Data to process Block Start

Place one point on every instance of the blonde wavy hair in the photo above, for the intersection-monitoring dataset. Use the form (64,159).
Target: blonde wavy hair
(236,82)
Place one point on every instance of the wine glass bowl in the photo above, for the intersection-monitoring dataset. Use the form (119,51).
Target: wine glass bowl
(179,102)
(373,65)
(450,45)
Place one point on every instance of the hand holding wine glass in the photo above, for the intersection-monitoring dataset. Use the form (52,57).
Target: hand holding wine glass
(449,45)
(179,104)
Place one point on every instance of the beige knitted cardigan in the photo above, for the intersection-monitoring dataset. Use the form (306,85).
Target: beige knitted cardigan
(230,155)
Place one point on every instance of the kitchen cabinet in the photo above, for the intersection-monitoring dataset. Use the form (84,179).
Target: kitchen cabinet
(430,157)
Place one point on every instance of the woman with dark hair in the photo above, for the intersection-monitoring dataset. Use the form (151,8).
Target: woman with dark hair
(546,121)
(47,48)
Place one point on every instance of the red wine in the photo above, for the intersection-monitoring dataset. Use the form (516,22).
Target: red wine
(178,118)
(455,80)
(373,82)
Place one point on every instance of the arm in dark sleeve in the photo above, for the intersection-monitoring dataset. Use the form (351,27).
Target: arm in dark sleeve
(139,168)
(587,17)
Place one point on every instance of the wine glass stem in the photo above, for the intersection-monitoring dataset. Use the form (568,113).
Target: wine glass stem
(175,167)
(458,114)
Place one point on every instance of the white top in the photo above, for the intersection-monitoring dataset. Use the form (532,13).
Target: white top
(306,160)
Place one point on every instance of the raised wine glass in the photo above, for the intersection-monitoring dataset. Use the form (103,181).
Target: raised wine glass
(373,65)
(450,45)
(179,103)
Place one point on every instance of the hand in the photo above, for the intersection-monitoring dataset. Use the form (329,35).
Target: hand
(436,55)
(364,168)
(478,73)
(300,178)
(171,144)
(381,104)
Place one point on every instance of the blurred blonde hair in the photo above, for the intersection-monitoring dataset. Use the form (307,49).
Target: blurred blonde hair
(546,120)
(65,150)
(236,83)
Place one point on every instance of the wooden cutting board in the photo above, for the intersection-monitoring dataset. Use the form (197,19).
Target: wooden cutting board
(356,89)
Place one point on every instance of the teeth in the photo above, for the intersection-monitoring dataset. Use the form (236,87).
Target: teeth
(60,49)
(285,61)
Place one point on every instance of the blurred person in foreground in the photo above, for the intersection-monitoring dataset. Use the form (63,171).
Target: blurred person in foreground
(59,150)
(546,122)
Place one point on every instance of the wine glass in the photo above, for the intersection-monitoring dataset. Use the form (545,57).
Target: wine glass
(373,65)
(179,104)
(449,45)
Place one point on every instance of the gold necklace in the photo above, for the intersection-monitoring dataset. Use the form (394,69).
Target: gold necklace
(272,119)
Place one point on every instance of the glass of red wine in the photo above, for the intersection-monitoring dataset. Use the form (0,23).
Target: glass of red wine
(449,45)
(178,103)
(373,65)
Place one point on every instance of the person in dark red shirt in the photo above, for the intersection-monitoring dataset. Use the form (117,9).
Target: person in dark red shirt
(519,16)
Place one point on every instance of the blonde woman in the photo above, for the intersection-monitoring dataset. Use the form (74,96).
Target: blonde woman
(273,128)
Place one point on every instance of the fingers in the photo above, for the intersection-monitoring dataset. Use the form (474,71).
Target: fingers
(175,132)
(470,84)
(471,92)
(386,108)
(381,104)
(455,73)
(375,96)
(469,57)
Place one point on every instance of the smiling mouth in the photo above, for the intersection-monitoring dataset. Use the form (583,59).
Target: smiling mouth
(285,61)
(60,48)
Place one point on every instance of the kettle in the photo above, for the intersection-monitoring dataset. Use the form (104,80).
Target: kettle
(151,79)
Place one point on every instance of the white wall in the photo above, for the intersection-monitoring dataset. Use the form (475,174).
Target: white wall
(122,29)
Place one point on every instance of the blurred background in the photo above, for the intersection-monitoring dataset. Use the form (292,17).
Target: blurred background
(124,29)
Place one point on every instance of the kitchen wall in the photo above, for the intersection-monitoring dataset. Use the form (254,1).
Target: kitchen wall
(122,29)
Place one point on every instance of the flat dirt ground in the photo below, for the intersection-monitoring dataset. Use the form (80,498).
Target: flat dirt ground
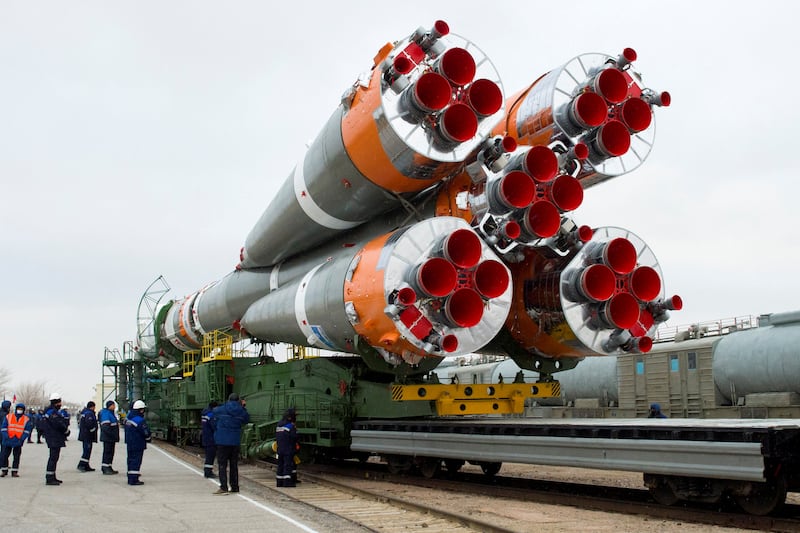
(526,517)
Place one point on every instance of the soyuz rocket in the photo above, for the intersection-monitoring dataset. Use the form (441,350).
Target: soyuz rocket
(430,217)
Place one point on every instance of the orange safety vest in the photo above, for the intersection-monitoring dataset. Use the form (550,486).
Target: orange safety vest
(16,426)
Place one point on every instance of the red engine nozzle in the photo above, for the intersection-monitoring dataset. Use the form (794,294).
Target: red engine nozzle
(458,124)
(597,283)
(462,248)
(484,97)
(542,220)
(457,65)
(436,277)
(645,283)
(613,139)
(636,114)
(430,93)
(541,163)
(620,255)
(588,110)
(621,311)
(515,190)
(491,279)
(611,84)
(464,308)
(567,192)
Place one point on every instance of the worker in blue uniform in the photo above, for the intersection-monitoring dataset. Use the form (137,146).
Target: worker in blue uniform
(109,436)
(87,434)
(207,423)
(5,408)
(229,419)
(16,428)
(137,435)
(56,430)
(286,439)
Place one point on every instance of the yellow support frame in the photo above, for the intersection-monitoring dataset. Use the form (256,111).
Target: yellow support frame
(190,358)
(477,399)
(217,346)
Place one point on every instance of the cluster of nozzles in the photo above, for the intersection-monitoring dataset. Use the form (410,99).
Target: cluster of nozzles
(608,108)
(624,295)
(445,93)
(530,193)
(452,284)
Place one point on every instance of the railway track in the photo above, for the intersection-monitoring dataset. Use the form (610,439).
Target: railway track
(367,495)
(370,510)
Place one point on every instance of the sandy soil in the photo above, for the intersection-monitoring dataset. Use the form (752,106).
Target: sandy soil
(526,517)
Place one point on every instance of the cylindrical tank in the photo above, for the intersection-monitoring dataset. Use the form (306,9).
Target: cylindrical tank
(762,359)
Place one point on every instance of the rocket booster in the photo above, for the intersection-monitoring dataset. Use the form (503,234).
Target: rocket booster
(595,100)
(428,220)
(427,103)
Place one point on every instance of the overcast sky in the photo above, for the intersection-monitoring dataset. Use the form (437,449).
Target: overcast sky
(145,138)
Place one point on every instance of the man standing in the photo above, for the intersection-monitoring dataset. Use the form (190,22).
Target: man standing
(137,435)
(56,429)
(16,429)
(228,437)
(39,426)
(207,423)
(87,434)
(286,438)
(109,436)
(655,411)
(5,408)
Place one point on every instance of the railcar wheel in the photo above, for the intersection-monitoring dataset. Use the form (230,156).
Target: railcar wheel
(398,464)
(453,465)
(429,467)
(763,498)
(663,493)
(491,469)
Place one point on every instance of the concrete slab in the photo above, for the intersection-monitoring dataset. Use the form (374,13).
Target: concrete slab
(175,497)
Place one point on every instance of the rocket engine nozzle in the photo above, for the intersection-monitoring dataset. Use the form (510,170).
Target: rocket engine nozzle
(514,190)
(435,277)
(636,114)
(457,65)
(612,139)
(491,279)
(541,220)
(429,94)
(611,84)
(462,248)
(458,124)
(645,283)
(627,57)
(484,97)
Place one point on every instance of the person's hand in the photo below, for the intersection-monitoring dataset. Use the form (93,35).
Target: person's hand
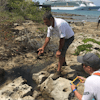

Data to process Block End

**What you have to do**. Every line above that includes the word "below" should be listed.

**Output for this task**.
Place one point on every instance of the flat dirt ground in the photo below, for the intersection-monitoring dataset. Use the form (80,498).
Place one point on every instance of the person's hand in the photo below, for the intersection-monitoring dataset. Use the form (93,35).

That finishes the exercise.